SECTION DU DOCUMENT »
━━━━━━━━

Des emprunteurs pris à la gorge
Les préavis de non-paiement des prêts hypothécaires ont grimpé par rapport à 2023, selon une étude
Alors que 60 % des prêts hypothécaires devront être renouvelés d’ici trois ans, il est troublant de constater que les préavis de non-paiement sont en hausse de 34 % par rapport à l’an dernier, selon le plus récent rapport Terram sur le marché immobilier au Québec.
Le préavis est émis par un créancier par suite d’un non-paiement d’hypothèque. L’avis informe le propriétaire que le prêteur pourrait saisir la propriété après un certain temps si la situation n’est pas résolue.
Les sept hausses répétitives des taux d’intérêt par la Banque du Canada ont obligé plusieurs Québécois à augmenter leurs paiements hypothécaires pour garder leur propriété.
Le Journal a constaté au fil de témoignages que plusieurs se retrouveront bientôt en difficulté financière. Ils se préparent à un choc et devront chercher des solutions pour boucler leurs fins de mois : √ Un père de famille qui s’était pris six mois d’avance pour renouveler son hypothèque est forcé de payer 200 $ de plus par semaine en raison des hausses des taux (voir ci-dessus).

━━━━━━━━

LE PROBLÈME »
Reprenez l'article sur la hausse des préavis de non-paiement hypothécaire après sa dernière phrase et rédigez-en la suite.

[Extrait d'un jeu de données]
━━━━━━━━

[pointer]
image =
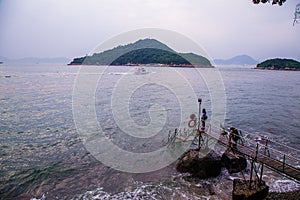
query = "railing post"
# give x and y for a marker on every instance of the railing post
(256, 151)
(261, 172)
(283, 163)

━━━━━━━━

RÉPONSE À L'EXERCICE »
√ Un couple propriétaire d’une maison, dont l’hypothèque n’est pas complètement payée, devra renouveler en 2025 à un taux d’intérêt beaucoup plus élevé que celui à 2 % signé en 2020 (à lire en page 46).
√ Un jeune couple qui a eu besoin de quatre emplois pour amasser 3500 $ supplémentaires à quelques jours de l’acte notarié (texte en page 47).
REPOUSSER L’INÉVITABLE
Le rapport Terram, qui se spécialise dans la collecte et l’analyse de données foncières au Québec, montre également que le volume d’hypothèques continue d’augmenter dans la province (de 10 % depuis un mois), ce qui laisse croire qu’une tendance se dessine, où les gens qui renouvellent leur hypothèque augmentent la période d’amortissement pour garder leur paiement mensuel au même niveau.
Les gens refinancent parce qu’ils sont endettés, et c’est une façon pour eux de garder leurs paiements mensuels bas », explique Stéphane Bruyère, courtier hypothécaire chez les Architectes hypothécaires.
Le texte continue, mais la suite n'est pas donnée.